>> START Source
What does "serve traffic continuously" means? I'm asking because my WAR will not serve traffic continuously but it will need to "stay up" all the time because of caching.
Also, for flexible, I saw the following pricing:
vCPU per core hour $0.0526
Memory per GB hour $0.0071
Persistent disk per GB per month $0.0400
Does the above means I should multiply each with *24*31 (month of uptime) in order to understand how much I'm going to pay?
For example:
2CPU = 0.0526 * 2 (cpus) * 24 (hours) * 31 (days in a month) = $78
2GB = 0.0071 * 2 (gb) * 24 (hours) * 31 (days in a month) = $10
1GB(disk) = 0.04 * 1 (month) = $0.04
A general question: Does Google cloud also serves a VPS-like computer where the user (me) can install what he wants? If so, where can I read about it?
Only you can do your capacity planning. Make a rough, order of magnitude guess for the resource consumption expected. Estimate based on observations of this app in use. Set a spending limit on the project to be sure going over budget is not a surprisingly large bill.
>> END Source
>> START Dataset extract
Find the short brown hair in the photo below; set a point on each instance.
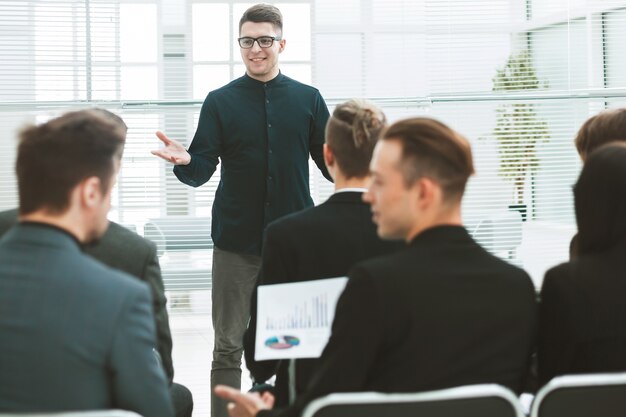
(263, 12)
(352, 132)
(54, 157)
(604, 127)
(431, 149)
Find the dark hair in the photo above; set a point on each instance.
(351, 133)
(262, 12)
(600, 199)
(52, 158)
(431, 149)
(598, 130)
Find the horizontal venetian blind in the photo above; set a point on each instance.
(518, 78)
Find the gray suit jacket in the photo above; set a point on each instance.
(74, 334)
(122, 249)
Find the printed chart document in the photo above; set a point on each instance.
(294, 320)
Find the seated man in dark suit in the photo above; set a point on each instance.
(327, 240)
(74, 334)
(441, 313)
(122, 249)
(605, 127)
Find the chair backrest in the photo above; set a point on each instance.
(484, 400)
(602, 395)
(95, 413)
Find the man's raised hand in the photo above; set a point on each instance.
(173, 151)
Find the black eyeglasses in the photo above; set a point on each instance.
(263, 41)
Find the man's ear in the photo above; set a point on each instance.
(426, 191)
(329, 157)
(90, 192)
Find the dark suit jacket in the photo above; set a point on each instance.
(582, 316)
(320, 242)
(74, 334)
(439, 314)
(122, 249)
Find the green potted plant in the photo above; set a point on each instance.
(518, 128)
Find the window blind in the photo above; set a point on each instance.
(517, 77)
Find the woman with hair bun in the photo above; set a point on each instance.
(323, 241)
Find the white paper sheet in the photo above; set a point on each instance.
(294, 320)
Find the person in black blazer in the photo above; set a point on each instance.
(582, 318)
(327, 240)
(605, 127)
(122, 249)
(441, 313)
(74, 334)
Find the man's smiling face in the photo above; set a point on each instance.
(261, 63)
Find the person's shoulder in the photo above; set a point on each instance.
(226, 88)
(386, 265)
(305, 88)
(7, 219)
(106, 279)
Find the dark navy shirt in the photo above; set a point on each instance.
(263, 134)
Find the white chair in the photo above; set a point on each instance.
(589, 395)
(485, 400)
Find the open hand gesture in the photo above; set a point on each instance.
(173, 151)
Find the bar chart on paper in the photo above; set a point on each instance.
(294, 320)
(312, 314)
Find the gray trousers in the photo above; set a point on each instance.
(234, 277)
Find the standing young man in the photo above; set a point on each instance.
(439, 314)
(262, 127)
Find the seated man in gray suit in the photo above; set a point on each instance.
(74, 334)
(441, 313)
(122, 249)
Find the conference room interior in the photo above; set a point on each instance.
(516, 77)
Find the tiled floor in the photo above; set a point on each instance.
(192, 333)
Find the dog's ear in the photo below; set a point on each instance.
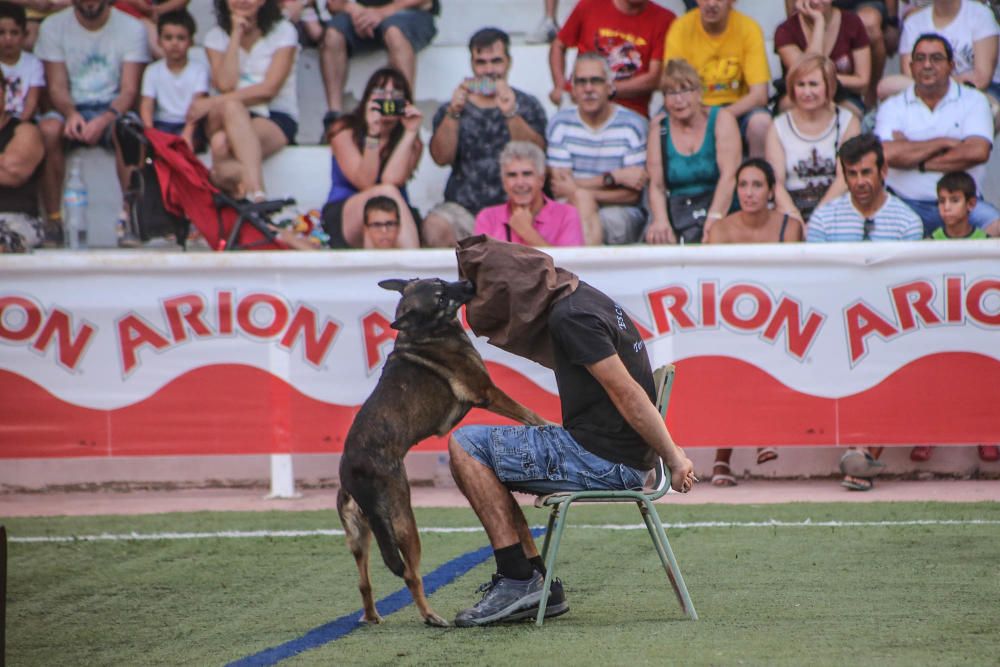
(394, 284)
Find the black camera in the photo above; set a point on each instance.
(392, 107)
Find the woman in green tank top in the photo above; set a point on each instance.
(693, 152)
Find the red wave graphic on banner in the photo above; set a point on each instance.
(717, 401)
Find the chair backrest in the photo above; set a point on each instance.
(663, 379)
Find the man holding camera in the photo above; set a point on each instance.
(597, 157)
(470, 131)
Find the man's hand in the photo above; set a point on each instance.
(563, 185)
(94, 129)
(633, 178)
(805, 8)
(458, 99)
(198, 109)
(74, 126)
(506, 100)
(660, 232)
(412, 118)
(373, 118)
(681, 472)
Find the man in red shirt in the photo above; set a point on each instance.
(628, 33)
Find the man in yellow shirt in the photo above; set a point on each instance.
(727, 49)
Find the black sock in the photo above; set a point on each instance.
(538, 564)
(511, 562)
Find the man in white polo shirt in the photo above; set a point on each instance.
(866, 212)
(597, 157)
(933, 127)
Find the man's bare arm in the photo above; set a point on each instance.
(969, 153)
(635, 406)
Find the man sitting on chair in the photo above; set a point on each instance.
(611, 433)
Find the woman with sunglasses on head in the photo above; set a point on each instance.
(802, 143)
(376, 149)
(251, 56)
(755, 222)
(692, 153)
>> END Dataset extract
From the Google Cloud pricing thread, give every resource in the quoted flexible pricing, along with its rate and billing unit.

- vCPU: $0.0526 per core hour
- Memory: $0.0071 per GB hour
- Persistent disk: $0.0400 per GB per month